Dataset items
───

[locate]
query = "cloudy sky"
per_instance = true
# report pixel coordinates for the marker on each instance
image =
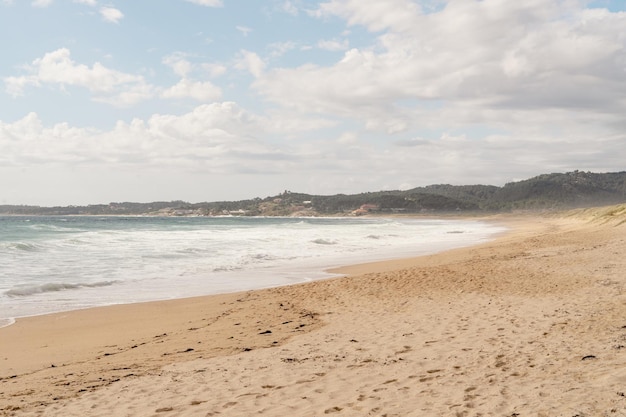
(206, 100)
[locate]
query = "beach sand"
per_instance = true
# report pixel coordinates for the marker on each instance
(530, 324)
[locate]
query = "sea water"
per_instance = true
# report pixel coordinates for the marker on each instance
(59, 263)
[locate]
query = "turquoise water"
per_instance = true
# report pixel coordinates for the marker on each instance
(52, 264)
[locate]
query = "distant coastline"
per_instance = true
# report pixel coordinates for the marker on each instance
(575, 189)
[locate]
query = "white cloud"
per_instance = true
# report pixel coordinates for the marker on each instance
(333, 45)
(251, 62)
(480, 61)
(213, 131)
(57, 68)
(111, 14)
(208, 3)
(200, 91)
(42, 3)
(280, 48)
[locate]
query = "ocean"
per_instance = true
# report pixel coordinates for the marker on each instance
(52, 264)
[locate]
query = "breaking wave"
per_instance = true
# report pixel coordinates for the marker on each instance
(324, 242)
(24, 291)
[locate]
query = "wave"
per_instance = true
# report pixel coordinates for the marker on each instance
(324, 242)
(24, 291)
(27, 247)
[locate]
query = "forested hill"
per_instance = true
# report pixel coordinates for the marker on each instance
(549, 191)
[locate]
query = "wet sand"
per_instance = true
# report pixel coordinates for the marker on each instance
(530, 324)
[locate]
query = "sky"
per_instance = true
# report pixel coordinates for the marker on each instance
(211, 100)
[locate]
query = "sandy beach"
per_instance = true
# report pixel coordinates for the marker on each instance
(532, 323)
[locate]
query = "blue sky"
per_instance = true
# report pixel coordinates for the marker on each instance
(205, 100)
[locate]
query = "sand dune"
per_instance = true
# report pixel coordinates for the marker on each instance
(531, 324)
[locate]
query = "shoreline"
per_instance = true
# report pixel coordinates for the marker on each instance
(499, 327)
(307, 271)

───

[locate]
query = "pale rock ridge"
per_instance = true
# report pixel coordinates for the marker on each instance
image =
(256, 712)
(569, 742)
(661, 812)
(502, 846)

───

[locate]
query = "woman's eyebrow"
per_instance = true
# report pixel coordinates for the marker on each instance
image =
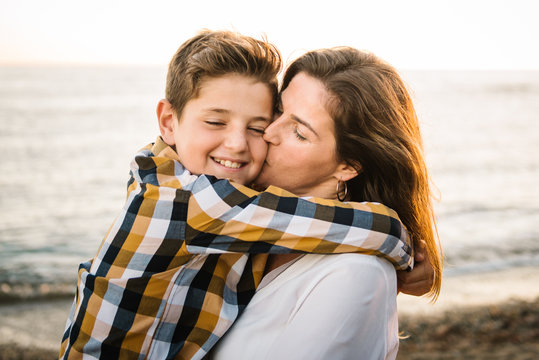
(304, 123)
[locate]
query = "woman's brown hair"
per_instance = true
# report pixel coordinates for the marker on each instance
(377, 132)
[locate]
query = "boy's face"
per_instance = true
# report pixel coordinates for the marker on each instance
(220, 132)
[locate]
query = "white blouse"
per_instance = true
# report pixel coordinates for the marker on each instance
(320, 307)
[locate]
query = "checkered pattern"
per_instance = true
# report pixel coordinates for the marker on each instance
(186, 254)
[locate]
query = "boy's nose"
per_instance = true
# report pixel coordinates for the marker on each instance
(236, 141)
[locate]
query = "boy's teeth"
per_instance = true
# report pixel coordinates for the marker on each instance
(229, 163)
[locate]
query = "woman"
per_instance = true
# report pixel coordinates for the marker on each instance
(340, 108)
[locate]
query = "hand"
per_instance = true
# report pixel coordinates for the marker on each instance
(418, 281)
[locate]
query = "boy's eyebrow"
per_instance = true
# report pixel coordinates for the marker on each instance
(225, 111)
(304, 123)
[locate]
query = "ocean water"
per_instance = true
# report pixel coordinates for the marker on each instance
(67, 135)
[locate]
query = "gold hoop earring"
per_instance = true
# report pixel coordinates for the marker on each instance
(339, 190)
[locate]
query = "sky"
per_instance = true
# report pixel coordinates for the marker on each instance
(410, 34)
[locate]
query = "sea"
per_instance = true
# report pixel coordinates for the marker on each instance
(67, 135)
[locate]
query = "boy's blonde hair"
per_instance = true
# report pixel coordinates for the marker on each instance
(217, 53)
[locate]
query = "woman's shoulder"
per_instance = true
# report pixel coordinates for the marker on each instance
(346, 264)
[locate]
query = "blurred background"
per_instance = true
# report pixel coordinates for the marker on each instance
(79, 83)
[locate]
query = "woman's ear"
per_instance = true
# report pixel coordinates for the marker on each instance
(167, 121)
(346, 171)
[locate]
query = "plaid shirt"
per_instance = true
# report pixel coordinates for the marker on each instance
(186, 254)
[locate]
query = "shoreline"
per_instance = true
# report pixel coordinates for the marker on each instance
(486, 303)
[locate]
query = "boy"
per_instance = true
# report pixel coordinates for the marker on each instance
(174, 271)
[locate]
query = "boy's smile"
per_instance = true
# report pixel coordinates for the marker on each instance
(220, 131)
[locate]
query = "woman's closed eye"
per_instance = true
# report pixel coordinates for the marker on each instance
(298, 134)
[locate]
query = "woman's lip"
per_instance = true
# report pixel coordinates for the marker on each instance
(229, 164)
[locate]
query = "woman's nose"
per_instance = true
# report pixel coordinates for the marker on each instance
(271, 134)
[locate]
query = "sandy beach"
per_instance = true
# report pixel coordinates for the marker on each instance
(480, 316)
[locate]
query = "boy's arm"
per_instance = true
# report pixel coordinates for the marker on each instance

───

* [The task]:
Select every line of the records that contains the word "white" and copy each one out.

* [Output of the task]:
query = "white cloud"
query = "white blouse"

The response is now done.